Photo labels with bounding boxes
• • • •
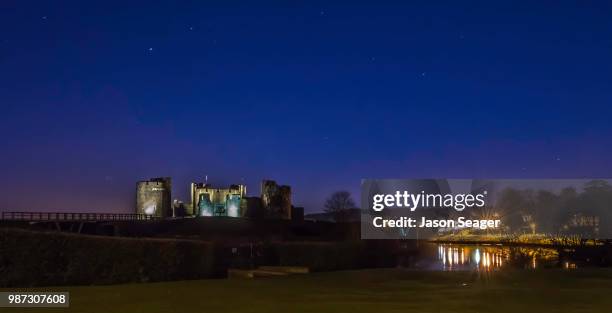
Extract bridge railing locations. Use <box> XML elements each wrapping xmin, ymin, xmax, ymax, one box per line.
<box><xmin>0</xmin><ymin>212</ymin><xmax>156</xmax><ymax>222</ymax></box>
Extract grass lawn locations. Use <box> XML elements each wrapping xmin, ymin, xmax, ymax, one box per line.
<box><xmin>0</xmin><ymin>269</ymin><xmax>612</xmax><ymax>313</ymax></box>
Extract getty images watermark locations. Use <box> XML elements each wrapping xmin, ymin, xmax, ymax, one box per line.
<box><xmin>361</xmin><ymin>179</ymin><xmax>612</xmax><ymax>239</ymax></box>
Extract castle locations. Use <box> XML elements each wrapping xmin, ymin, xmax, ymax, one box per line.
<box><xmin>136</xmin><ymin>177</ymin><xmax>304</xmax><ymax>220</ymax></box>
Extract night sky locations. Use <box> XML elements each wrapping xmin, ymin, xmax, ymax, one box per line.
<box><xmin>0</xmin><ymin>0</ymin><xmax>612</xmax><ymax>213</ymax></box>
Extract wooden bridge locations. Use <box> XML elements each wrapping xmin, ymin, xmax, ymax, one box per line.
<box><xmin>0</xmin><ymin>212</ymin><xmax>155</xmax><ymax>222</ymax></box>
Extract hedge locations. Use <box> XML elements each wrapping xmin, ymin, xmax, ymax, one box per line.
<box><xmin>0</xmin><ymin>228</ymin><xmax>215</xmax><ymax>287</ymax></box>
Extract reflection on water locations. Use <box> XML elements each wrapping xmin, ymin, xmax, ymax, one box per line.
<box><xmin>421</xmin><ymin>244</ymin><xmax>576</xmax><ymax>271</ymax></box>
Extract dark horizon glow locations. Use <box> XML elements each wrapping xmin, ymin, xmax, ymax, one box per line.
<box><xmin>0</xmin><ymin>1</ymin><xmax>612</xmax><ymax>212</ymax></box>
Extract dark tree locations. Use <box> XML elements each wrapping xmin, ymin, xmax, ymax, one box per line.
<box><xmin>325</xmin><ymin>191</ymin><xmax>355</xmax><ymax>222</ymax></box>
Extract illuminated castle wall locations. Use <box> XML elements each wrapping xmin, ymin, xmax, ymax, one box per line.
<box><xmin>136</xmin><ymin>177</ymin><xmax>294</xmax><ymax>220</ymax></box>
<box><xmin>189</xmin><ymin>183</ymin><xmax>246</xmax><ymax>217</ymax></box>
<box><xmin>261</xmin><ymin>180</ymin><xmax>292</xmax><ymax>220</ymax></box>
<box><xmin>136</xmin><ymin>177</ymin><xmax>172</xmax><ymax>217</ymax></box>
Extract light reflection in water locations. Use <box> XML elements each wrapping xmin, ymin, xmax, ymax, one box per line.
<box><xmin>437</xmin><ymin>245</ymin><xmax>560</xmax><ymax>271</ymax></box>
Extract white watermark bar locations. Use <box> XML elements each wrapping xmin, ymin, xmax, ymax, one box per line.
<box><xmin>0</xmin><ymin>291</ymin><xmax>70</xmax><ymax>308</ymax></box>
<box><xmin>361</xmin><ymin>179</ymin><xmax>612</xmax><ymax>241</ymax></box>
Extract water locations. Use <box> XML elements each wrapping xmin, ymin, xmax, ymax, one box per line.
<box><xmin>413</xmin><ymin>244</ymin><xmax>578</xmax><ymax>271</ymax></box>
• • • •
» **Problem**
Convert every line of the material above into a JSON array of strings, one string per line, skipping blank lines. Leave out the picture placeholders.

» **Output for this task**
[
  "Extract bridge railing locations. Use <box> XML elements each wrapping xmin, ymin, xmax, ymax, one box per line.",
  "<box><xmin>0</xmin><ymin>212</ymin><xmax>156</xmax><ymax>222</ymax></box>",
  "Extract grass lawn locations. Use <box> XML elements each wrapping xmin, ymin, xmax, ymax, one box per line.",
  "<box><xmin>0</xmin><ymin>269</ymin><xmax>612</xmax><ymax>313</ymax></box>",
  "Extract getty images watermark locations. Use <box> XML elements each wrapping xmin, ymin, xmax, ymax, one box per line.",
  "<box><xmin>361</xmin><ymin>179</ymin><xmax>612</xmax><ymax>239</ymax></box>",
  "Extract castle locations. Use <box> XML elements each wrapping xmin, ymin, xmax, ymax, one box per line.",
  "<box><xmin>136</xmin><ymin>177</ymin><xmax>304</xmax><ymax>220</ymax></box>",
  "Extract night sky locations. Use <box> XML elements each wrapping xmin, ymin, xmax, ymax, one box per line.",
  "<box><xmin>0</xmin><ymin>0</ymin><xmax>612</xmax><ymax>213</ymax></box>",
  "Extract wooden bridge locations. Use <box> XML elements each wrapping xmin, ymin, xmax, ymax, one box per line.",
  "<box><xmin>0</xmin><ymin>212</ymin><xmax>155</xmax><ymax>222</ymax></box>",
  "Extract hedge locations. Use <box> XML elements each wrapping xmin, ymin, xmax, ymax, one box per line.",
  "<box><xmin>0</xmin><ymin>228</ymin><xmax>215</xmax><ymax>287</ymax></box>",
  "Extract reflection on water locations. Use <box> XML elements each wrapping xmin, ymin, xmax, ymax, one box per line.",
  "<box><xmin>421</xmin><ymin>244</ymin><xmax>576</xmax><ymax>271</ymax></box>",
  "Extract dark horizon glow locations. Use <box> XML elements each wrapping xmin, ymin, xmax, ymax, one box per line.",
  "<box><xmin>0</xmin><ymin>1</ymin><xmax>612</xmax><ymax>212</ymax></box>",
  "Extract dark tree locations. Use <box> XML elements each wrapping xmin, ymin, xmax, ymax, one box per line.",
  "<box><xmin>325</xmin><ymin>191</ymin><xmax>355</xmax><ymax>222</ymax></box>",
  "Extract illuminated castle wall locations. Use <box> XML elements each wrapping xmin, ymin, xmax, ymax, one box per line.",
  "<box><xmin>136</xmin><ymin>177</ymin><xmax>294</xmax><ymax>220</ymax></box>",
  "<box><xmin>189</xmin><ymin>183</ymin><xmax>246</xmax><ymax>217</ymax></box>",
  "<box><xmin>261</xmin><ymin>180</ymin><xmax>292</xmax><ymax>220</ymax></box>",
  "<box><xmin>136</xmin><ymin>177</ymin><xmax>172</xmax><ymax>217</ymax></box>",
  "Extract light reflection in water locations. Use <box> XML elements each wrapping xmin, ymin, xmax, ymax, one box per line.",
  "<box><xmin>437</xmin><ymin>245</ymin><xmax>560</xmax><ymax>271</ymax></box>",
  "Extract white watermark bar locations. Use <box> XML elements each wrapping xmin, ymin, xmax, ymax, one box per line.",
  "<box><xmin>0</xmin><ymin>291</ymin><xmax>70</xmax><ymax>308</ymax></box>",
  "<box><xmin>361</xmin><ymin>179</ymin><xmax>612</xmax><ymax>241</ymax></box>",
  "Extract water locations. Use <box> XML elements each wrapping xmin, ymin, xmax, ymax, one box per line.",
  "<box><xmin>413</xmin><ymin>244</ymin><xmax>578</xmax><ymax>271</ymax></box>"
]